═════ ИССЛЕДУЕМЫЙ ТЕКСТ

Про умение Петра Ильича ставить команде «физику» легенды ходят — уж не разберешь, где правда, где нет. Хоккеисты нежного склада сваливали из клубов — достаточно было слуха, что придет вот-вот Петр Ильич.
Зато для игроков попроще школа была уникальная. Как и возможность прикоснуться к медалям.
— Самое тяжелое упражнение отца? — спрашивал я Илью.
— «Злая собака»!
— Что это? — радовался я.
— По зоне один бегает с шайбой, а другой должен отбирать. Отрезки по тридцать секунд. С людей по семь потов сходило...
Быть может, сегодня «злую собаку» познала и Магнитка. Поэтому и откладывается отпуск до последнего.
Я счастлив, что Илья Воробьев стал таким тренером. Команда которого проиграла первые два домашних матча в серии, пропустив 15 шайб. Но как-то вырулила, взяла свое.
Не знаю, каким он стал, — прежний Воробьев не имел секретов от интересующихся. Рассказывал, как далеко немецкому чемпионату до КХЛ в смысле зарплат.

══════════

### ЗАДАНИЕ 1
Какое упражнение отца Илья назвал самым тяжелым в тексте о тренере Илье Воробьеве?
### ЗАДАНИЕ 2
Продолжите текст о тренере Илье Воробьеве после последнего предложения.

═════ ИСХОДНЫЕ ДАННЫЕ

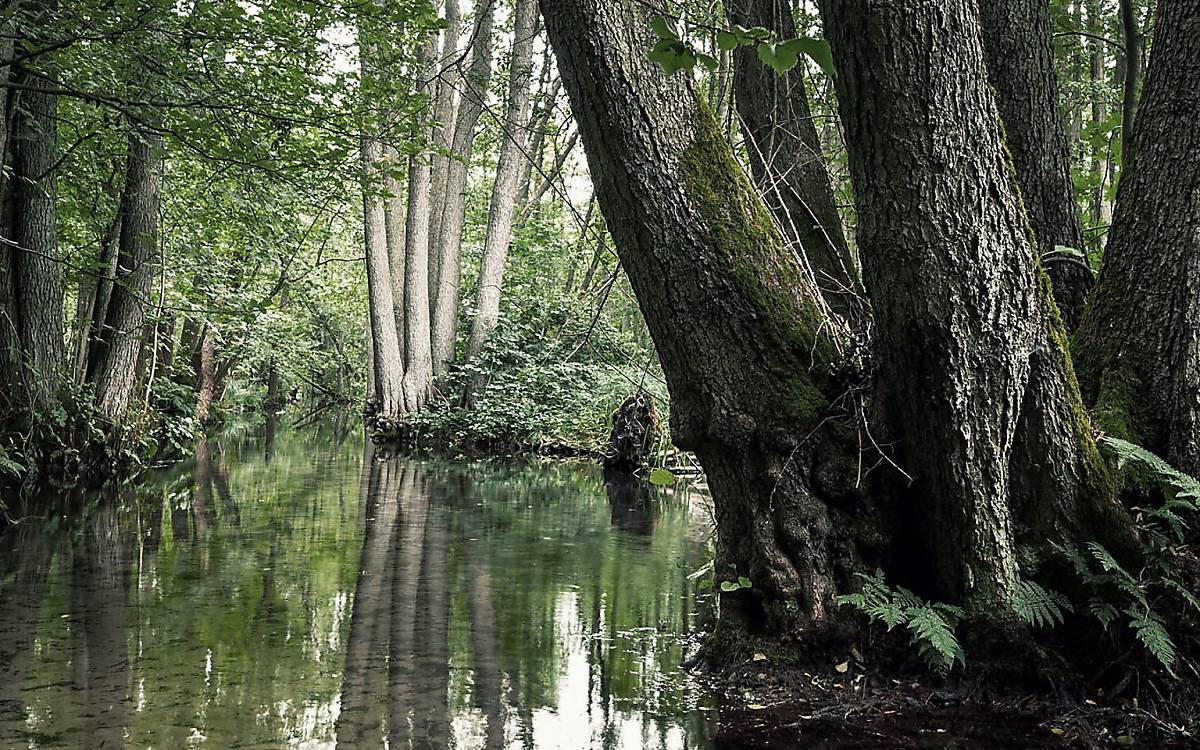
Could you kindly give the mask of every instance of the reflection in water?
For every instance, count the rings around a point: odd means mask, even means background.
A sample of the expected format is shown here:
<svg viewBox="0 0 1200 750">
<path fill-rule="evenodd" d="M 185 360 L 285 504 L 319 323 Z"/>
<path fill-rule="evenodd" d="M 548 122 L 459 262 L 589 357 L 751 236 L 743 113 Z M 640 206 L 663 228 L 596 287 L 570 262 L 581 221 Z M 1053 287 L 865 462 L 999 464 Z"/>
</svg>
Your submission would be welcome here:
<svg viewBox="0 0 1200 750">
<path fill-rule="evenodd" d="M 0 539 L 0 748 L 708 746 L 698 498 L 337 434 Z"/>
</svg>

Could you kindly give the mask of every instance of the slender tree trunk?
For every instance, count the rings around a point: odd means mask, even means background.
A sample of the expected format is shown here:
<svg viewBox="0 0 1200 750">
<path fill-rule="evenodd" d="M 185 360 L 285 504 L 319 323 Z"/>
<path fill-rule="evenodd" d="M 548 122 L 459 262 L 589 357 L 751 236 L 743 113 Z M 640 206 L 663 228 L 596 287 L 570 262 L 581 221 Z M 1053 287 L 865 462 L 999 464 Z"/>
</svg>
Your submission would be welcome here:
<svg viewBox="0 0 1200 750">
<path fill-rule="evenodd" d="M 467 359 L 474 360 L 500 317 L 500 283 L 504 264 L 512 240 L 512 217 L 516 211 L 517 181 L 526 146 L 526 126 L 529 124 L 529 83 L 533 66 L 533 42 L 538 22 L 536 0 L 517 0 L 514 10 L 512 60 L 509 68 L 509 98 L 504 114 L 504 140 L 496 166 L 496 186 L 487 215 L 487 238 L 484 241 L 484 259 L 479 269 L 479 289 L 475 295 L 475 319 L 467 342 Z M 464 395 L 469 403 L 474 392 L 482 386 L 475 378 Z"/>
<path fill-rule="evenodd" d="M 442 56 L 437 60 L 437 97 L 433 101 L 433 155 L 430 176 L 430 319 L 437 308 L 438 274 L 442 250 L 440 235 L 445 227 L 446 178 L 450 173 L 451 149 L 455 140 L 455 97 L 462 89 L 462 67 L 457 62 L 462 16 L 458 0 L 445 0 L 446 28 L 442 31 Z"/>
<path fill-rule="evenodd" d="M 1138 4 L 1120 0 L 1121 31 L 1124 36 L 1126 74 L 1121 98 L 1121 167 L 1133 163 L 1134 125 L 1138 114 L 1138 91 L 1141 89 L 1141 52 L 1144 37 L 1138 25 Z"/>
<path fill-rule="evenodd" d="M 733 24 L 763 26 L 785 40 L 796 37 L 790 4 L 727 0 L 726 7 Z M 863 284 L 842 233 L 803 66 L 779 74 L 763 65 L 752 47 L 739 47 L 733 62 L 733 90 L 755 184 L 784 236 L 799 247 L 829 306 L 842 317 L 860 319 Z"/>
<path fill-rule="evenodd" d="M 419 94 L 432 96 L 438 72 L 438 37 L 431 34 L 418 55 Z M 428 134 L 428 133 L 426 133 Z M 404 400 L 420 410 L 433 395 L 433 341 L 430 332 L 431 154 L 408 160 L 408 222 L 404 236 Z"/>
<path fill-rule="evenodd" d="M 1056 246 L 1086 251 L 1075 206 L 1067 130 L 1058 106 L 1048 0 L 979 0 L 988 77 L 1004 125 L 1025 212 L 1046 258 L 1054 296 L 1068 330 L 1084 313 L 1093 286 L 1084 258 Z M 1054 254 L 1049 254 L 1054 253 Z"/>
<path fill-rule="evenodd" d="M 977 6 L 826 0 L 822 10 L 875 313 L 876 389 L 919 498 L 918 552 L 938 598 L 1003 623 L 1019 542 L 1044 548 L 1048 538 L 1097 539 L 1093 529 L 1108 541 L 1130 527 L 1102 491 L 1007 161 Z M 881 59 L 878 40 L 923 43 Z"/>
<path fill-rule="evenodd" d="M 817 456 L 840 392 L 820 290 L 685 78 L 644 54 L 637 0 L 542 0 L 596 197 L 671 391 L 674 443 L 694 450 L 715 503 L 722 622 L 766 630 L 832 624 L 874 514 L 853 463 Z M 805 439 L 805 436 L 808 438 Z M 824 499 L 840 498 L 836 509 Z M 844 515 L 845 514 L 845 515 Z"/>
<path fill-rule="evenodd" d="M 1200 0 L 1162 0 L 1094 299 L 1076 337 L 1100 427 L 1200 474 Z"/>
<path fill-rule="evenodd" d="M 378 71 L 372 59 L 374 50 L 365 38 L 360 31 L 362 80 L 370 85 L 374 83 Z M 390 427 L 408 410 L 408 402 L 404 398 L 404 362 L 400 344 L 403 332 L 396 325 L 396 302 L 392 296 L 395 289 L 394 269 L 389 258 L 388 198 L 380 194 L 389 184 L 380 172 L 384 152 L 376 132 L 377 126 L 378 121 L 365 122 L 362 126 L 362 235 L 366 245 L 367 307 L 371 316 L 371 377 L 374 380 L 374 400 L 379 406 L 377 425 Z"/>
<path fill-rule="evenodd" d="M 496 0 L 476 6 L 470 68 L 454 127 L 452 158 L 446 168 L 445 208 L 438 233 L 438 293 L 432 320 L 433 373 L 443 376 L 454 362 L 458 330 L 458 284 L 462 277 L 462 230 L 467 210 L 467 174 L 479 116 L 492 79 L 492 35 Z"/>
<path fill-rule="evenodd" d="M 134 127 L 121 192 L 121 239 L 116 276 L 96 360 L 96 407 L 110 421 L 125 415 L 137 382 L 146 308 L 158 256 L 158 190 L 162 137 Z"/>
<path fill-rule="evenodd" d="M 58 217 L 58 96 L 35 71 L 17 68 L 13 122 L 13 301 L 30 392 L 47 404 L 64 373 L 62 268 Z"/>
</svg>

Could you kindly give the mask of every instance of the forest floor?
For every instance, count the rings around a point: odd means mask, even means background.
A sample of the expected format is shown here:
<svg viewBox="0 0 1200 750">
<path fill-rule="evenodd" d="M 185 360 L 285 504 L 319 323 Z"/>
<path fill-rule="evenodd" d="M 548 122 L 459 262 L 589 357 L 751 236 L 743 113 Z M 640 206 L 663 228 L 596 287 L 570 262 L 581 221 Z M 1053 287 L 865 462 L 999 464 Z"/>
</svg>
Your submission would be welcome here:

══════════

### ОТВЕТ 1
«Злая собака».

### ОТВЕТ 2
— «Далеко» — не то слово! Средний хоккеист здесь получает 70-80 тысяч евро «чистыми» в год. Еще клуб снимает квартиру и дает автомобиль. В плей-офф случаются какие-то премиальные. Совсем смешные по сравнению с КХЛ.
Не знаю, удалось ли ему вернуть российское гражданство. Получив когда-то немецкое, наше потерял. А мне рассказывал 12 лет назад:
— Хотел вернуть, хотел. Не получилось. Шагов было много на разных уровнях. Что сделано, то сделано. Паспорт у меня немецкий, а сердце все равно в России. Не зря же я рядом со сборной. Это был драматичный момент — когда сдавал российский паспорт. Разглядывал печать, которую на него шлепнули: «Аннулирован», — и сердце щемило... В Москве я как дома — до Новогорска и сейчас доеду с закрытыми глазами. Речку помню, где купались. От ностальгии никуда не деться.
Он поиграл в той «Магнитке», которую тренировал Дэйв Кинг. После старик-канадец рассказал кучу занимательного в книжке.
Илья Воробьев рассказал мне про другую сторону хоккея — как надо было играть в том Магнитогорске, чтоб в нем задержаться. Ведь говорил же Алексей Смертин, что надо было делать, чтоб закрепиться в «Челси» времен раннего Абрамовича: «Найти общий язык с Лэмпардом». В каждом клубе — свои тонкости.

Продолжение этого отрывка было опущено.